▸ **INSTRUCTIONS TO FOLLOW**
Leave out every line before the one containing "Target: dark potting soil", and repeat the rest of the material below exactly, that line included.

▸ **DATASET**
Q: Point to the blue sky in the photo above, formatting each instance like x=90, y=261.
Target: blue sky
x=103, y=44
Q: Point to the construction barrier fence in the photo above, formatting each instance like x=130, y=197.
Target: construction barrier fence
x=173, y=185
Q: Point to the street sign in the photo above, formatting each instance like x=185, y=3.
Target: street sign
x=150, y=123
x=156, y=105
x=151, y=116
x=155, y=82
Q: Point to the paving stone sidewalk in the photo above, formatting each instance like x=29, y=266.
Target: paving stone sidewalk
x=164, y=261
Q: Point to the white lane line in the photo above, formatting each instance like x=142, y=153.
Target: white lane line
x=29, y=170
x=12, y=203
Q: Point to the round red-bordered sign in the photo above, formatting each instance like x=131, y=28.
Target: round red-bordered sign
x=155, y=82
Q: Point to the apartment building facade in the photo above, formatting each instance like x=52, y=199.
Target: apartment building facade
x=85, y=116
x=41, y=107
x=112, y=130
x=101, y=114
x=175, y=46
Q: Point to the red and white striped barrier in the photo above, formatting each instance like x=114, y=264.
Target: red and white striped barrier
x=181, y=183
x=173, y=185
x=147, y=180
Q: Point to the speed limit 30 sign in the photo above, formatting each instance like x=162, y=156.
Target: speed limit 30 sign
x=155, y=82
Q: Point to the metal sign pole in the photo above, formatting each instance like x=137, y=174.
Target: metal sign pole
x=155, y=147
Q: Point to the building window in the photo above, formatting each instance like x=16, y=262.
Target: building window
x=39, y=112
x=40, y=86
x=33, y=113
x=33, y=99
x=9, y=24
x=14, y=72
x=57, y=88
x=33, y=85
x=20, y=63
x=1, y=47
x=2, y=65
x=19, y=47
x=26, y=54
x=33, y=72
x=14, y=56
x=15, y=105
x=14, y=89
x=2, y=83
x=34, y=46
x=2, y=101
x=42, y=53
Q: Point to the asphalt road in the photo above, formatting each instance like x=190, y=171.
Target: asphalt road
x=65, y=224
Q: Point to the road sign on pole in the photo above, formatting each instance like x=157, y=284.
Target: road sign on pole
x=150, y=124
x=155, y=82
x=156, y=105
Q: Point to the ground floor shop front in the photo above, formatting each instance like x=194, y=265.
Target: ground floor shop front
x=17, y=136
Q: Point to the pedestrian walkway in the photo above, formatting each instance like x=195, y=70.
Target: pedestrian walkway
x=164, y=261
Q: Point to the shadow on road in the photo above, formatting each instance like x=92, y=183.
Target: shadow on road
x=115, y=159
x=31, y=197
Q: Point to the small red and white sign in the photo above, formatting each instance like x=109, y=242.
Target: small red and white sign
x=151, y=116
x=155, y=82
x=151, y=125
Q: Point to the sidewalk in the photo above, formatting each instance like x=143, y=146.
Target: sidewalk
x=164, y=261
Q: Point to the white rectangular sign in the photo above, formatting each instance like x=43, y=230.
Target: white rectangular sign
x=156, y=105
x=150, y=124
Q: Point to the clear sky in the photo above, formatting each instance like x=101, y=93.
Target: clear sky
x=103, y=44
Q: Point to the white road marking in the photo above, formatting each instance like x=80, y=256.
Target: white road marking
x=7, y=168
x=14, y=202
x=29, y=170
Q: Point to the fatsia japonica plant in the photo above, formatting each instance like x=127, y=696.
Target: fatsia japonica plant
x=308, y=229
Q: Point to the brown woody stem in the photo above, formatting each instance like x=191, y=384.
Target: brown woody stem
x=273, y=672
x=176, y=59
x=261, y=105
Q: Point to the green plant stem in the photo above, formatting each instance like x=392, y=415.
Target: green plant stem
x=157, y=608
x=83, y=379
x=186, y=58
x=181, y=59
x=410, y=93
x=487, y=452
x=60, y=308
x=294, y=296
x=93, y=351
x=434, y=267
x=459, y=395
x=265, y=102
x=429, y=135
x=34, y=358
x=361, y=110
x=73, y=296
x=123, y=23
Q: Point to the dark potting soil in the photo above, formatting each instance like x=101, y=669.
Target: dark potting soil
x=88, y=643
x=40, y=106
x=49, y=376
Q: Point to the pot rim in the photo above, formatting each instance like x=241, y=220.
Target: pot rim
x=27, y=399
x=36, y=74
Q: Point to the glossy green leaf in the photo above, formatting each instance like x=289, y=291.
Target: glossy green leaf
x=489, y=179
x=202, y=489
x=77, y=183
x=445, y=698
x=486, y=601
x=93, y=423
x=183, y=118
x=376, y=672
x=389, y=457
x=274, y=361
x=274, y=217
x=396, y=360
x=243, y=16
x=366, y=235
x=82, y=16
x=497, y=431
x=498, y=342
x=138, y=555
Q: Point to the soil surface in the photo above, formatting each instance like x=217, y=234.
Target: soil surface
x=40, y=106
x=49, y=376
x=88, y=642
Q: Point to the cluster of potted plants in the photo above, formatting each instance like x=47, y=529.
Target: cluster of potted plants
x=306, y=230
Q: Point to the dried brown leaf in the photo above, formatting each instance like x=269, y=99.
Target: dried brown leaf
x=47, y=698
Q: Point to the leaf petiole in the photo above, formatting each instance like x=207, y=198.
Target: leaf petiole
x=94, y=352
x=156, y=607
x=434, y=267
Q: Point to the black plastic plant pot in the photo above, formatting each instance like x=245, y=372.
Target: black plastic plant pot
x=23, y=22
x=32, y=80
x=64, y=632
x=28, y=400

▸ **WORKED SOLUTION**
Target: dark potting soil
x=88, y=643
x=40, y=106
x=49, y=376
Q: Point to the pot rim in the photo above, formatting each instance like x=241, y=220.
Target: pot rim
x=27, y=399
x=36, y=74
Q: Point to the glossy green leaf in the photo above, formatting each instance like x=289, y=291.
Target: glossy green leaf
x=489, y=179
x=202, y=489
x=77, y=183
x=445, y=698
x=486, y=601
x=93, y=423
x=183, y=118
x=376, y=672
x=389, y=457
x=274, y=361
x=274, y=217
x=396, y=360
x=243, y=16
x=366, y=235
x=82, y=16
x=497, y=431
x=498, y=342
x=138, y=555
Q: Point to the soil surface in the photo above, formatting each instance like x=217, y=234.
Target: soil surface
x=40, y=106
x=49, y=376
x=88, y=642
Q: Point to the cluster of potted plants in the photo above, formatting each instance like x=47, y=529.
Target: cluster of potted plants
x=306, y=230
Q: Point to the dried brown leaf in the photo above, formatting each instance like x=269, y=99.
Target: dried brown leaf
x=47, y=698
Q: Point to the leaf petiole in the photo above, formatting each instance like x=207, y=198.
Target: leaf petiole
x=94, y=352
x=156, y=607
x=434, y=267
Q: Point to the black plastic plant pot in the photo above, formatting each instance like x=245, y=372.
Target: black plastic plant pot
x=23, y=22
x=32, y=80
x=64, y=632
x=28, y=400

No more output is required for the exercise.